QUESTIONS TO ANSWER:
1. Reproduce the part of the passage on clergy and laity between "Of course, ‘the" and "the two groups.", inclusive.
2. Proceed with the passage on clergy and laity, writing on from its final sentence.

:: SOURCE EXTRACT

Archbishop Eamon Martin of Armagh told our own Brandon Scott that presently the Church just lacks the mechanism for real laity involvement in governance – and that has to change.

“So far we haven’t found, in my view, apart from parish pastoral councils and maybe a diocesan synod even though it’s a very confined and narrow function in canon law, a means or a consultative instrument by which the hierarchy, meaning the Pope and the bishops, can effectively understand and pick up the voice of the faithful with regard to matters of doctrine, faith and morality.

Of course, ‘the laity’ are hardly a homogenous group. But one side effect of elevating the status of the clergy has been to infantilise the laity. I recall one priest telling me it took him two years to convince parishioners they didn’t have to check with him before turning out the lights in the Church hall.

While that elevation of the clergy can come from a worthy sense of the priest as a shepherd, when the relationship breaks down it can be very hard to repair. One place where that seems to be happening now is Poland. Having stolen the Irish crown of being the most Catholic country in Europe, things are changing fast.

A new report by the Polish bishops, summarising the results of consultations with both the leadership and the rank and file of the Polish church, points to a deep division between clergy and laity and an urgent need to rebuild the relationship between the two groups.

::::
:: MATERIAL SHOWN

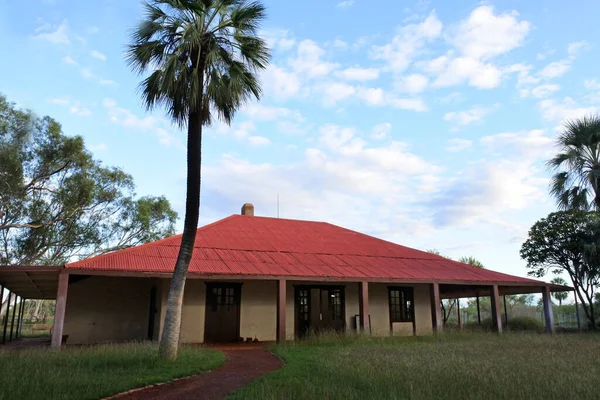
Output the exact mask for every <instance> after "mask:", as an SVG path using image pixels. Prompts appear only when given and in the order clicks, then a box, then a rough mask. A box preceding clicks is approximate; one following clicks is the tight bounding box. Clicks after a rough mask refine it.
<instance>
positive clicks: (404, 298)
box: [389, 287, 414, 322]
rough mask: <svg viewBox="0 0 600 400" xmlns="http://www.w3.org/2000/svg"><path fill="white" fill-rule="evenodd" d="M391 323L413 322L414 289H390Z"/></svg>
mask: <svg viewBox="0 0 600 400" xmlns="http://www.w3.org/2000/svg"><path fill="white" fill-rule="evenodd" d="M389 298H390V322H412V321H413V304H414V302H413V289H412V288H399V287H391V288H389Z"/></svg>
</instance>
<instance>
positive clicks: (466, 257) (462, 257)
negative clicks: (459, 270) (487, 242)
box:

::::

ANSWERS PROVIDED:
1.
Of course, ‘the laity’ are hardly a homogenous group. But one side effect of elevating the status of the clergy has been to infantilise the laity. I recall one priest telling me it took him two years to convince parishioners they didn’t have to check with him before turning out the lights in the Church hall.

While that elevation of the clergy can come from a worthy sense of the priest as a shepherd, when the relationship breaks down it can be very hard to repair. One place where that seems to be happening now is Poland. Having stolen the Irish crown of being the most Catholic country in Europe, things are changing fast.

A new report by the Polish bishops, summarising the results of consultations with both the leadership and the rank and file of the Polish church, points to a deep division between clergy and laity and an urgent need to rebuild the relationship between the two groups.

2.
It is also worth considering that few priests became priests because of a deep-seated love of administration and management. The concentration of power in the hands of the clergy hurts them as much as the laity.

Now moving on from that model won’t be easy but I was very struck by this recent piece by Baroness Nuala O’Loan which focuses on accountability for everyone from everyone from the Pope down – including ourselves.

At all levels in our Church, we need to be willing to speak up with courage about our realities, and the ongoing need for change and reform which is necessary for any institution. We cannot just leave it to others.

Accountability for everyone in the Church means breaking the old models. A less comforting and more challenging Faith but ultimately a better one.

Now if you liked this, please pass it on to a friend. If you are that friend you can subscribe here. And if you really liked it you can support our work here. And please do get in touch if any of the above sparked a stray thought.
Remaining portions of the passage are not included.